--- Task requirements ---
Please give the data again exactly, with no line dropped.
>>>
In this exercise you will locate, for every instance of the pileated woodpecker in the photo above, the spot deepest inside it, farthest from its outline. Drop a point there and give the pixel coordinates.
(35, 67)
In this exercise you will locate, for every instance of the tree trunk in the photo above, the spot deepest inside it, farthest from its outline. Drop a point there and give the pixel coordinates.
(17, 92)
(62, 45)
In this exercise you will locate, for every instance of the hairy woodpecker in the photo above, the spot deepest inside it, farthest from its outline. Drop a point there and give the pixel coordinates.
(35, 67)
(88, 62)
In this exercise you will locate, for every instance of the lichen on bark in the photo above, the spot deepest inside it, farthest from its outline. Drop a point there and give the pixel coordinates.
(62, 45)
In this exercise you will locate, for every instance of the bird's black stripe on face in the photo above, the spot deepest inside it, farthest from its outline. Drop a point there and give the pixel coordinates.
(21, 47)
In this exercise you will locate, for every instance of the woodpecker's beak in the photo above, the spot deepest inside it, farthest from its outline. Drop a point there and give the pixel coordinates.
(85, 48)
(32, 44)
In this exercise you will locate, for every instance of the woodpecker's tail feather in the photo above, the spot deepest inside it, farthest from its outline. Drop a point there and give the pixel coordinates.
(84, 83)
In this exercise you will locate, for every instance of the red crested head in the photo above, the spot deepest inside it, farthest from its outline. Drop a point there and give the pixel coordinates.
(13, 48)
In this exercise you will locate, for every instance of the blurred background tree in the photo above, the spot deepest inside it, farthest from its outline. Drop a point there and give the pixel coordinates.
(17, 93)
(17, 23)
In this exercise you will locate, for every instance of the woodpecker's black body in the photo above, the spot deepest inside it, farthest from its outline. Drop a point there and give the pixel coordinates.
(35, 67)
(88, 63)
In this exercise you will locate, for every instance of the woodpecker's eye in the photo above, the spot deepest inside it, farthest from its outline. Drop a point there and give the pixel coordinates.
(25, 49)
<<<
--- Output of the task ---
In this exercise you will locate, for every instance of the pileated woodpecker in the photo above, the spot deepest inside it, farthest from its outline. Drop a point there and give the pixel coordinates.
(35, 67)
In this exercise you will locate, for every instance of the tree trunk in the photo above, the spot deepest inside it, farthest from its outline. Drop a point there and give the pixel coordinates.
(17, 92)
(62, 45)
In this exercise you will locate, for every instance of the hairy woodpecker in the photo above, the spot deepest inside it, farthest from its outline. Drop a point there and give the pixel coordinates.
(35, 67)
(88, 62)
In this exercise you will locate, for every instance of the lichen on bark in the photo above, the spot deepest inside it, farthest from its outline. Drop a point there and give the pixel coordinates.
(62, 45)
In this exercise you will locate, for every instance of the bird's black stripe on face in the photo above, the spot deepest inside it, farthest from its outline. Drop a point there and give the pixel coordinates.
(21, 47)
In this exercise you will locate, for every instance of the woodpecker's beak in the photo above, the spot deepest inside it, farthest from its outline. Drop a point there and give the pixel coordinates.
(85, 48)
(32, 44)
In this exercise you will locate, for every instance of the woodpecker's tail feather in the photo above, the spot deepest inside it, farthest from its outline. Drop a point there and give the pixel coordinates.
(84, 83)
In this exercise you will locate, for every instance of the red crested head in the photo above, the spot deepest inside it, farthest from its outline. Drop a point there and give the pixel coordinates.
(13, 48)
In this exercise you will locate, for every instance of the blurred background tree in the photo above, the spot deepest inside it, farthest from its outline. Drop a point there and give the pixel coordinates.
(17, 93)
(17, 23)
In this exercise you will locate, for every instance of the woodpecker's black body in the photo above, the spot deepest inside it, farthest from its outline. Drop a point there and give the pixel coordinates.
(35, 67)
(88, 63)
In this exercise you will locate, for every instance of the woodpecker's eye in the photo above, the spot deepest inside it, farthest from its outline. Drop a point there and give the pixel coordinates.
(25, 49)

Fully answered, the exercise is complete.